Filter the records below down to lines containing "field".
*** SUPPLIED ENTRIES ***
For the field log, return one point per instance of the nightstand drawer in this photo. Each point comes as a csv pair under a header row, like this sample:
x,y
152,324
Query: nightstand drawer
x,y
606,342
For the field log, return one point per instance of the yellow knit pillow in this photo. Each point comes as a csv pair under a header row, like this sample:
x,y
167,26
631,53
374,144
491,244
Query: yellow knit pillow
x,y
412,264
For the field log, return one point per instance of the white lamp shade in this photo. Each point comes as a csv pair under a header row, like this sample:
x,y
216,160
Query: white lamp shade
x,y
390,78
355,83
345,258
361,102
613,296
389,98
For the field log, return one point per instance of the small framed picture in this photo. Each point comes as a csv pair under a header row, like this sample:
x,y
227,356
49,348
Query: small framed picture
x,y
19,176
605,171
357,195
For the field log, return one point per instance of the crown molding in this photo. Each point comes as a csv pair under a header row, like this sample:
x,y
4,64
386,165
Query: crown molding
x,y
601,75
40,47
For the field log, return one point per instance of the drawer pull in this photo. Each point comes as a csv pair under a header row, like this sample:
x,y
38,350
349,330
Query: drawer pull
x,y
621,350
*** End of SUPPLIED ENTRIES ***
◆ EXERCISE OUTPUT:
For the field log, return one point per instance of the nightstand drawer in this photo. Each point comes as a csv pair under a header row, like this sample:
For the field log, return one point per instance of the yellow knit pillow in this photo. Each point comes as a csv pair under a header row, like this sample:
For the field log, return one point per instance of the white lamp shade in this photo. Each point comes as a csv pair under a header row, like this sample:
For the field log, return one point per instance of the small framed picture in this photo. Each point comes as a csv pair under a header row, like this sample:
For the field log, return one point per instance of the crown molding in this photo. Each point comes as a csv pair under a header row, like this sample:
For the field log, return one point per instance of the drawer pull in this photo. Each point comes as a csv pair under a header row, like this sample:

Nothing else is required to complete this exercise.